= Records for the exercise =
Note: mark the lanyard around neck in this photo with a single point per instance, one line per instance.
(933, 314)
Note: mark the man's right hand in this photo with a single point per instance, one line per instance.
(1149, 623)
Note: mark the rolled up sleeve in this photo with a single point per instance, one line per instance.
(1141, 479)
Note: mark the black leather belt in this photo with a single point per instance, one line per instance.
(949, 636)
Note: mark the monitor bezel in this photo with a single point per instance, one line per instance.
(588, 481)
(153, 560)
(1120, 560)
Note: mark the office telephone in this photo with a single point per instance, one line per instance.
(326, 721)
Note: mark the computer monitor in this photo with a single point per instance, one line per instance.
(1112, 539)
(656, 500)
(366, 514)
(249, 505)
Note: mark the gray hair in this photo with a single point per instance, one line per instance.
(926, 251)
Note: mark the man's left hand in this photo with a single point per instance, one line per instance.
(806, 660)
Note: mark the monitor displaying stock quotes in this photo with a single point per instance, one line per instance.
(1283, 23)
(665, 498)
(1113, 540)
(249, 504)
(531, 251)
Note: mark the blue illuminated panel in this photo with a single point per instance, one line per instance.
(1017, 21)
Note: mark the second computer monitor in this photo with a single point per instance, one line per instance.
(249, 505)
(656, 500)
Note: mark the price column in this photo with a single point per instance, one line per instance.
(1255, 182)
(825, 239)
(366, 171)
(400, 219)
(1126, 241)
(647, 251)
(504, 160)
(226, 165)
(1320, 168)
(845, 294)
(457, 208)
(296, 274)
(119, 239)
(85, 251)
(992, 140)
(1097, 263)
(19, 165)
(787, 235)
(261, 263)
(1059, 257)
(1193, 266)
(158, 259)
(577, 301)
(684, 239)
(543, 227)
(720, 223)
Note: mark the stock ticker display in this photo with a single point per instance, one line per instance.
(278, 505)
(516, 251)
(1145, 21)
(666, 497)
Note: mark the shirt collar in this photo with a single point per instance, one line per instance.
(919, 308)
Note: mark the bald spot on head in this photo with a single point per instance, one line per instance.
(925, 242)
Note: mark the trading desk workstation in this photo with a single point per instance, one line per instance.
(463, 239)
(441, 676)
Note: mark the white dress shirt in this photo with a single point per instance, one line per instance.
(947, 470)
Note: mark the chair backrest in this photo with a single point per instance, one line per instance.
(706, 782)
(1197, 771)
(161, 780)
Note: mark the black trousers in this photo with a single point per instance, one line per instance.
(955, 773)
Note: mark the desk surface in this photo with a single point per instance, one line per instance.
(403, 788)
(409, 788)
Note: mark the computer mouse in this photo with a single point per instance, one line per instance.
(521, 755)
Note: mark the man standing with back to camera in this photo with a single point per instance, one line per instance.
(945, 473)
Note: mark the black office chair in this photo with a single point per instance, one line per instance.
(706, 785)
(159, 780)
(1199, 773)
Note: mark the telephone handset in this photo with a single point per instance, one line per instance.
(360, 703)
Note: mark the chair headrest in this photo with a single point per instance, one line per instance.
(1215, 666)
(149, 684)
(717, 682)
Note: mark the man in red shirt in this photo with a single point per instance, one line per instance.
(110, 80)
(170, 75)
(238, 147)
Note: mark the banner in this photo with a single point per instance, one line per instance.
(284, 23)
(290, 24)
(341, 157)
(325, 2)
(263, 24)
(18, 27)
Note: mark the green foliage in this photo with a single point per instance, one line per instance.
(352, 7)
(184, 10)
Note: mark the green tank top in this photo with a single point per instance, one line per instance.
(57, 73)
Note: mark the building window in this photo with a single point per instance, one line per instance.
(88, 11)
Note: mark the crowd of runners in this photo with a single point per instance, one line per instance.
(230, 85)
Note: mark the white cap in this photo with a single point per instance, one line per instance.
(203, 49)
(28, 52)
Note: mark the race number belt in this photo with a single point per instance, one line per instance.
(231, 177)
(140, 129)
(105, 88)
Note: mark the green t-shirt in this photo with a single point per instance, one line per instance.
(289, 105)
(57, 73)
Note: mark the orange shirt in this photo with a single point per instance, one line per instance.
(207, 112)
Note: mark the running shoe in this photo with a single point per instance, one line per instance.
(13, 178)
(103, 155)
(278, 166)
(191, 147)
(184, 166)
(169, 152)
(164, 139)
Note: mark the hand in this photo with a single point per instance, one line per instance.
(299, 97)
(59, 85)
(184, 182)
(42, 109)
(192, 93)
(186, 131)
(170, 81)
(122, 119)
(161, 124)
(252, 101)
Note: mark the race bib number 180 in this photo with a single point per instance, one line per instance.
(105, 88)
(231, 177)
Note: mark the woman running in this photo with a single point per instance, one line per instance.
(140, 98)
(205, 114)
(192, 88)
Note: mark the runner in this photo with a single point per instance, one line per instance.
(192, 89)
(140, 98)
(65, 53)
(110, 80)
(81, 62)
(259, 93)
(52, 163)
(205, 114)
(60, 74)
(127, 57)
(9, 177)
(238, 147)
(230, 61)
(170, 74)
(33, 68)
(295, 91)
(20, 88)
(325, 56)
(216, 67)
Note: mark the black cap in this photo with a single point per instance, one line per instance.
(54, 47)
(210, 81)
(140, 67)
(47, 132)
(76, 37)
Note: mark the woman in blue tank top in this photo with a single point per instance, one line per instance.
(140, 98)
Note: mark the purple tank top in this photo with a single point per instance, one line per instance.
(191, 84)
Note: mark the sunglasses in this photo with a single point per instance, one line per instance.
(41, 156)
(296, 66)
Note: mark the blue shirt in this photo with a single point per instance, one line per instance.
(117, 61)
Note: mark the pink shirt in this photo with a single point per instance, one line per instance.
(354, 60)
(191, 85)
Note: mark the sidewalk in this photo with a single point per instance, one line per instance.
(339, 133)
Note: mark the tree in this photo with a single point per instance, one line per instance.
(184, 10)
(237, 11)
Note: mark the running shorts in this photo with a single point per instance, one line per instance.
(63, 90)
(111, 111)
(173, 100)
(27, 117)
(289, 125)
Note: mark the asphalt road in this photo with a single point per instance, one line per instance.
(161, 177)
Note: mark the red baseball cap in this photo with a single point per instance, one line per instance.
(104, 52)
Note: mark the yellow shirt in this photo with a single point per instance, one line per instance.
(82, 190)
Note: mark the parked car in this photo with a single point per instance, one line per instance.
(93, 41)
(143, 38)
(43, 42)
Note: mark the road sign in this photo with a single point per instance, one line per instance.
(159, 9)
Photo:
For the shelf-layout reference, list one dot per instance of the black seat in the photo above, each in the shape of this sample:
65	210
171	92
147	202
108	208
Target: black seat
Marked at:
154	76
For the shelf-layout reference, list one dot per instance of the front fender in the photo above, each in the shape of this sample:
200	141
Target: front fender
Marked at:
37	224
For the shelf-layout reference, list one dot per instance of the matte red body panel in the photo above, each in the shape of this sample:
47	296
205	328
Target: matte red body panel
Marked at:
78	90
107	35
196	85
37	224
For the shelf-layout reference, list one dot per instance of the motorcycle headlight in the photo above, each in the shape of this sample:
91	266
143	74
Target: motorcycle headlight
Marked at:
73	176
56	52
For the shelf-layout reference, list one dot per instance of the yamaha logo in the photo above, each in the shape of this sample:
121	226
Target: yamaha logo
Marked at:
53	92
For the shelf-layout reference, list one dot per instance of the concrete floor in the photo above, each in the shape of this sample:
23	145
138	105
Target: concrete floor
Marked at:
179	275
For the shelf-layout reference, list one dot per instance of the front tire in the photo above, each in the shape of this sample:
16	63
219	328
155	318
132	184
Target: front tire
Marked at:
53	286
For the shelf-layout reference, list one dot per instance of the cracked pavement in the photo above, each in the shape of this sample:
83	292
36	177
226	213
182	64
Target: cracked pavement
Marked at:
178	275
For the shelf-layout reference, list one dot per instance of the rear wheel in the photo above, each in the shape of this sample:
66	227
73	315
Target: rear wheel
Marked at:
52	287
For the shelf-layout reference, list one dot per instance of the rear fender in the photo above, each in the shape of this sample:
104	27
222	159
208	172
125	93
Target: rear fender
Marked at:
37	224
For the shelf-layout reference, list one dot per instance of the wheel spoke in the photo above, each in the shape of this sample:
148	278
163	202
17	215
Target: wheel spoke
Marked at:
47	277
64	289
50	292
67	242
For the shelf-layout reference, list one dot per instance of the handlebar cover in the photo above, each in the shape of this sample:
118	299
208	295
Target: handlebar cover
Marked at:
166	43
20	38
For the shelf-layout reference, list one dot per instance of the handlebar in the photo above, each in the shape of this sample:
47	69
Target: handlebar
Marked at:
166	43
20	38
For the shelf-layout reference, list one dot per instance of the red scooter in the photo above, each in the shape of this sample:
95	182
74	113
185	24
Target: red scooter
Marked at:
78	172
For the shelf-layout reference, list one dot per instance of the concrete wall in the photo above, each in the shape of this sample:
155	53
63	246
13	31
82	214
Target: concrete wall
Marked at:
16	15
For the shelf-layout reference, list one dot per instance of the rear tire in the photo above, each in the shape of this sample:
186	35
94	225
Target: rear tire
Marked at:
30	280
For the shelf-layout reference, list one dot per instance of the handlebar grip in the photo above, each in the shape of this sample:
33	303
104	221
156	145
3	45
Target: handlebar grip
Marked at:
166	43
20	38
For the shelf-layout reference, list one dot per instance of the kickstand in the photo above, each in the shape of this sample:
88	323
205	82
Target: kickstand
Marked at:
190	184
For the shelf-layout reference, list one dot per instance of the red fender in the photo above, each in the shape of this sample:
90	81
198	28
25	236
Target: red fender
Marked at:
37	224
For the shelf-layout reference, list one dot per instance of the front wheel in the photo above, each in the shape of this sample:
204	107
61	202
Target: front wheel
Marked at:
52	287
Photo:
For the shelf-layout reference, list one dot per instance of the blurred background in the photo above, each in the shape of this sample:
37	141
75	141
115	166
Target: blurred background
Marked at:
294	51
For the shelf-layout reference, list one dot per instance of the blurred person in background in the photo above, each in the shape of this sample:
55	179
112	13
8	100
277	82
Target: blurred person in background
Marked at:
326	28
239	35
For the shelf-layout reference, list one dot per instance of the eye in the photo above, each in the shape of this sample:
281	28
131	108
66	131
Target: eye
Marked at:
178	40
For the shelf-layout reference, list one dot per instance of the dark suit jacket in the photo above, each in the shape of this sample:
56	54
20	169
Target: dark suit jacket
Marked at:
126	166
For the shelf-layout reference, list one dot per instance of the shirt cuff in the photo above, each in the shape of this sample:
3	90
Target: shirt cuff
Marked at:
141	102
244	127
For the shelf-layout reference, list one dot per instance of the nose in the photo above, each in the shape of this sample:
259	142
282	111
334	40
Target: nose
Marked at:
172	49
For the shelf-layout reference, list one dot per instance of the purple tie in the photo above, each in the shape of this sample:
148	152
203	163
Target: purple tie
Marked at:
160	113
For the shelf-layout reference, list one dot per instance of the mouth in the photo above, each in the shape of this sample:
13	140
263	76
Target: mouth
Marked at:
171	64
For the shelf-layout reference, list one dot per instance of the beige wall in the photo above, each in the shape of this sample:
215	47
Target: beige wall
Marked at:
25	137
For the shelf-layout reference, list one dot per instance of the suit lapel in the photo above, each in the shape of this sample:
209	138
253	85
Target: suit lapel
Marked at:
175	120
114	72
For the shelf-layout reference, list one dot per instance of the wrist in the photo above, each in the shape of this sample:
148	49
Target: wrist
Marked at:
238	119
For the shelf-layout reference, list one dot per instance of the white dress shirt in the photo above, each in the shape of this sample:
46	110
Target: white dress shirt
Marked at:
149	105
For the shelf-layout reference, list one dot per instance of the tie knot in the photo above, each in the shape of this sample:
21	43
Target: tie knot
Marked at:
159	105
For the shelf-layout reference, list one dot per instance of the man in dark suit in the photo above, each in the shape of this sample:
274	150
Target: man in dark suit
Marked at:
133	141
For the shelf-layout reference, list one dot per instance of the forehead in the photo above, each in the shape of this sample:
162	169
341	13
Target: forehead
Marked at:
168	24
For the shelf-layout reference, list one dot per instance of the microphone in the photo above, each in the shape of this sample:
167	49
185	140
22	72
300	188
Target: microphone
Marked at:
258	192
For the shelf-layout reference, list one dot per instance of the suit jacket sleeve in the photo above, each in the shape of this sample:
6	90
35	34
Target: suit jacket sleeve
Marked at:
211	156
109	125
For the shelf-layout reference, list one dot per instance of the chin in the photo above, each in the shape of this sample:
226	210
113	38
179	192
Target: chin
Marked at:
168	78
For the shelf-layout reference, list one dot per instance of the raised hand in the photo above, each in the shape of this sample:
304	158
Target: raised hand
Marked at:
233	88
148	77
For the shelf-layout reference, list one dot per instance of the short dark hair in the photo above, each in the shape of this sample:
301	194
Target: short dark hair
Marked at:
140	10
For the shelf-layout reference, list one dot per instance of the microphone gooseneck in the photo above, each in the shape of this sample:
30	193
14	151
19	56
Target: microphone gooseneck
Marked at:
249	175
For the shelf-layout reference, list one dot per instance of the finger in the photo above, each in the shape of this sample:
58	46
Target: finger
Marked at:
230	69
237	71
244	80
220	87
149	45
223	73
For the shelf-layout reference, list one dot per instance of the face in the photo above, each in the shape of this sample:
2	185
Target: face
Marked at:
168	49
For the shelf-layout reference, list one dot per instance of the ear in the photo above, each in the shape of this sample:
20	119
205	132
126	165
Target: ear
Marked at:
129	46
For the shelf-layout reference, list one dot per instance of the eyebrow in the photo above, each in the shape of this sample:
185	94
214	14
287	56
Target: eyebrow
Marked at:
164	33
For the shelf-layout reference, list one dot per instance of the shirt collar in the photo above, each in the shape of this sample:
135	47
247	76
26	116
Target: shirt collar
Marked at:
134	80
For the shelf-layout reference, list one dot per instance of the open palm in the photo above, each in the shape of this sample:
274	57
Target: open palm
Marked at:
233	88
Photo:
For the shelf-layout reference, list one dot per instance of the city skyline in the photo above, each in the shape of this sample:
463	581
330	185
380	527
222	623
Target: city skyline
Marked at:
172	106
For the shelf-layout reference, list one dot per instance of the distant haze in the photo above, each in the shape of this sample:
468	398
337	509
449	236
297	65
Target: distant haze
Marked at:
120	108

= What to produce =
The answer must be a single number: how many lines in the data contain the string "finger"?

= Solution below =
2